_Exercise prompt_
Every line below between the one holding "Target: white french" and the one holding "Could you kindly annotate the floral", inclusive, should be copied exactly, and no other line.

BEGIN Source data

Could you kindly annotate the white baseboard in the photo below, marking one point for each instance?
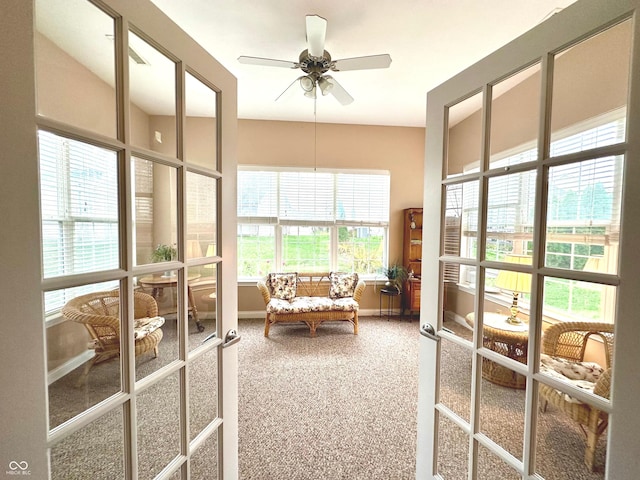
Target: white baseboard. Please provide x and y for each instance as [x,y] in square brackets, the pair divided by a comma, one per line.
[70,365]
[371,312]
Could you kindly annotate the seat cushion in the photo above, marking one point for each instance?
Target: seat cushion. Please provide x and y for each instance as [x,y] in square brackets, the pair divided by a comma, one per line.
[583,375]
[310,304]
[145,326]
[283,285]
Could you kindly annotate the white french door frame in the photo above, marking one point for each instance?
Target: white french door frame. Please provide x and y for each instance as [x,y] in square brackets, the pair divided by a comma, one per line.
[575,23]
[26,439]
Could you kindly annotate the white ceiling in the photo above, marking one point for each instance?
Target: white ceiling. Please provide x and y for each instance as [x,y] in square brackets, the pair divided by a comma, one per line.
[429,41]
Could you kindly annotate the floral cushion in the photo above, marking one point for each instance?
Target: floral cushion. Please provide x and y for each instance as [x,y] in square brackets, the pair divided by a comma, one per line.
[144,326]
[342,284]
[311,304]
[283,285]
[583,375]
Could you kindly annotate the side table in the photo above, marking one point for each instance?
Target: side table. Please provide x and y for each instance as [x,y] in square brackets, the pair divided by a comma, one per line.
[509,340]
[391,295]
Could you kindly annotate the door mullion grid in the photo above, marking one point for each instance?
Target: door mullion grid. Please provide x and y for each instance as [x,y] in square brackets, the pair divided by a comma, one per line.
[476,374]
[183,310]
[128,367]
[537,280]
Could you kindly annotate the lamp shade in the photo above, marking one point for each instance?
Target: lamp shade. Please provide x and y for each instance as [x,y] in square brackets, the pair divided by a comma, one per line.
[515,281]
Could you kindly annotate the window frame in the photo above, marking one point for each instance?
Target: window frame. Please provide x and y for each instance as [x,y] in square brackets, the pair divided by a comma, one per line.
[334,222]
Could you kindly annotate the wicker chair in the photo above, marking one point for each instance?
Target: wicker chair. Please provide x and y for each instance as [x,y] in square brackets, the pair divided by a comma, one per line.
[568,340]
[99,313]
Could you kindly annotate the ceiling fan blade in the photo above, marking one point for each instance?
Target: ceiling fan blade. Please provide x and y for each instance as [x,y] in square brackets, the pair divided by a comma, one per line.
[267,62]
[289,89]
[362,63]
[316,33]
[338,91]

END Source data
BEGIN Source data

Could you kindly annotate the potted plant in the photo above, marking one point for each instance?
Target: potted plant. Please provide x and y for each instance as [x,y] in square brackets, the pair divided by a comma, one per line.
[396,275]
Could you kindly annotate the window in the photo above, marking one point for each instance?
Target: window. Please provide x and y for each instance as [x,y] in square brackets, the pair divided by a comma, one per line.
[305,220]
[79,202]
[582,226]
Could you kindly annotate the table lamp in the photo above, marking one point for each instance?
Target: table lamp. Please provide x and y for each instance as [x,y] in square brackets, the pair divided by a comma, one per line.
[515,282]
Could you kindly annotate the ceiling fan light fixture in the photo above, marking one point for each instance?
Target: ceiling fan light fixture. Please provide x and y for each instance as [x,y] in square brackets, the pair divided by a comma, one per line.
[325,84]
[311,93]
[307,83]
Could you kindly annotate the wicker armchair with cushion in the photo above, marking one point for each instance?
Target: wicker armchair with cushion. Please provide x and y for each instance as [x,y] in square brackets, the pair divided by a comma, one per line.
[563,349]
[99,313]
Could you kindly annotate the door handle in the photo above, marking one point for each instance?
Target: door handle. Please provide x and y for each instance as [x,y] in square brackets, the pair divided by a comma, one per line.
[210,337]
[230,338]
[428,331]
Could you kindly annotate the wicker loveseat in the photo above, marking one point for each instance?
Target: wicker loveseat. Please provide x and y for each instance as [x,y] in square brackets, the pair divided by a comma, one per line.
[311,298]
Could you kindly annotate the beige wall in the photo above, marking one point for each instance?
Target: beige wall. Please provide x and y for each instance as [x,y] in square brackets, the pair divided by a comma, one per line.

END Source data
BEGIN Source data

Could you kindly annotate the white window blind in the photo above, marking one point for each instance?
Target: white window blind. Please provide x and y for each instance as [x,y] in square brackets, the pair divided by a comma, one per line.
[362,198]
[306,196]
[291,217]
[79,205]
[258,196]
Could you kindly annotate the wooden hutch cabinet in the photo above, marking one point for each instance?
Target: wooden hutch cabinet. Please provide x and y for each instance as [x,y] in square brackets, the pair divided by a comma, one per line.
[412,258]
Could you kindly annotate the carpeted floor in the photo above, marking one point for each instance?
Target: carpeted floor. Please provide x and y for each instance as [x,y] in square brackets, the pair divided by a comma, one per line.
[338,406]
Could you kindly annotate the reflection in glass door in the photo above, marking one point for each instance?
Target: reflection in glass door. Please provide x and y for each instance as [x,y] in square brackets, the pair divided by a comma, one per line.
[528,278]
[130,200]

END Source data

_Response for this exercise_
Target: white french door frame. Please provide x and y for each instance as [x,y] in square brackets, the pair divided by a comma, one per line.
[575,23]
[26,439]
Could you kindly annotate the white ceiling in the photo above, marking one point for each instance?
Target: white ceiling. Please provide x and y for each instance as [x,y] in square brackets, the pair divided by a comma, one per line.
[429,41]
Could you kindly annotate the floral cushion in the photo above, marking one point for each instance?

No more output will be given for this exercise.